### [WHAT THE TASK REQUIRES]
Repeat every entry, word for word, leaving no line out.

[Stored records]
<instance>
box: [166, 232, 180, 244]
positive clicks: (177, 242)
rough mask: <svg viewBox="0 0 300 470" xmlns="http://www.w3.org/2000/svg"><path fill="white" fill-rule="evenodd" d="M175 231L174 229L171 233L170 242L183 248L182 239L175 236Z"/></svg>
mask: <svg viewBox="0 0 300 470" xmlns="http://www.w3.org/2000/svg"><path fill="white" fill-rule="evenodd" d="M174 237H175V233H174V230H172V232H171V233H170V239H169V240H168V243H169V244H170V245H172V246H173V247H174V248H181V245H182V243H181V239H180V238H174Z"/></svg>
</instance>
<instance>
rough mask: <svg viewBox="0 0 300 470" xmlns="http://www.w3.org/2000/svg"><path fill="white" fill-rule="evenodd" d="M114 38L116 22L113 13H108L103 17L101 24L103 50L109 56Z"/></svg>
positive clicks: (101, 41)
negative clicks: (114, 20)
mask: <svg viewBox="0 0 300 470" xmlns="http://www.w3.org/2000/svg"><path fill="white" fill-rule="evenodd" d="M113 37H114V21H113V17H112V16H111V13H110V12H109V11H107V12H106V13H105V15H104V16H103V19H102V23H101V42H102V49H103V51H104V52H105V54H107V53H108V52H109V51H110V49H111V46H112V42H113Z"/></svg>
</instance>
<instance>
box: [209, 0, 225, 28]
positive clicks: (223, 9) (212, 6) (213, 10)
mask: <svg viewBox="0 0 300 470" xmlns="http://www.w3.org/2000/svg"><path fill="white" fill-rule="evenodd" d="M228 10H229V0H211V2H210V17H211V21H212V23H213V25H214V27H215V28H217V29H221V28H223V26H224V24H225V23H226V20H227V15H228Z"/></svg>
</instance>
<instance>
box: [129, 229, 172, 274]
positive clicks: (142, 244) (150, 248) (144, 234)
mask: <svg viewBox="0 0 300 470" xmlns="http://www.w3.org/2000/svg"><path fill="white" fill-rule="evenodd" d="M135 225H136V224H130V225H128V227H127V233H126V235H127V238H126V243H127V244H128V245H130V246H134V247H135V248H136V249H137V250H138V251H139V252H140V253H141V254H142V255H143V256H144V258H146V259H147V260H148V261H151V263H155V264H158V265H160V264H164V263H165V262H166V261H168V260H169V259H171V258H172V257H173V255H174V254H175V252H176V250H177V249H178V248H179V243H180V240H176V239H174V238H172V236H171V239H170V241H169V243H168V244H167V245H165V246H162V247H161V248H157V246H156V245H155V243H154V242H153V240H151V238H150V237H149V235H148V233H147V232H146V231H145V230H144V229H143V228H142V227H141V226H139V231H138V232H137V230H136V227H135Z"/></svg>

### [SOLUTION TO THIS EXERCISE]
<instance>
box: [166, 232, 180, 244]
positive clicks: (177, 242)
rough mask: <svg viewBox="0 0 300 470" xmlns="http://www.w3.org/2000/svg"><path fill="white" fill-rule="evenodd" d="M175 231L174 229L171 233L170 242L183 248L182 239L175 236Z"/></svg>
mask: <svg viewBox="0 0 300 470" xmlns="http://www.w3.org/2000/svg"><path fill="white" fill-rule="evenodd" d="M174 237H175V233H174V230H172V232H171V233H170V239H169V240H168V243H169V244H170V245H172V246H173V247H174V248H181V245H182V243H181V239H180V238H174Z"/></svg>
</instance>
<instance>
rough mask: <svg viewBox="0 0 300 470" xmlns="http://www.w3.org/2000/svg"><path fill="white" fill-rule="evenodd" d="M114 38L116 22L113 13H108L103 17L101 24L103 50L109 56Z"/></svg>
positive clicks: (101, 41)
negative clicks: (114, 20)
mask: <svg viewBox="0 0 300 470" xmlns="http://www.w3.org/2000/svg"><path fill="white" fill-rule="evenodd" d="M113 37H114V21H113V17H112V16H111V13H110V12H109V11H107V12H106V13H105V15H104V16H103V19H102V23H101V42H102V49H103V51H104V52H105V54H107V53H108V52H109V51H110V49H111V46H112V42H113Z"/></svg>
</instance>
<instance>
box: [209, 0, 225, 28]
positive clicks: (223, 9) (212, 6) (213, 10)
mask: <svg viewBox="0 0 300 470" xmlns="http://www.w3.org/2000/svg"><path fill="white" fill-rule="evenodd" d="M228 10H229V0H211V2H210V17H211V21H212V23H213V25H214V27H215V28H217V29H221V28H223V26H224V24H225V23H226V20H227V15H228Z"/></svg>
</instance>
<instance>
box: [129, 229, 172, 274]
positive clicks: (142, 244) (150, 248) (144, 234)
mask: <svg viewBox="0 0 300 470" xmlns="http://www.w3.org/2000/svg"><path fill="white" fill-rule="evenodd" d="M135 225H136V224H130V225H128V227H127V233H126V235H127V238H126V243H127V244H128V245H130V246H134V247H135V248H136V249H137V250H138V251H139V252H140V253H141V254H142V255H143V256H144V258H146V259H147V260H148V261H151V263H155V264H158V265H160V264H164V263H165V262H166V261H168V260H169V259H171V258H172V257H173V255H174V254H175V252H176V250H177V249H178V248H179V243H180V240H176V239H174V238H172V236H171V239H170V241H169V243H168V244H167V245H165V246H162V247H161V248H157V246H156V245H155V243H154V242H153V240H151V238H150V237H149V235H148V233H147V232H146V231H145V230H144V229H143V228H142V227H141V226H139V231H138V232H137V230H136V227H135Z"/></svg>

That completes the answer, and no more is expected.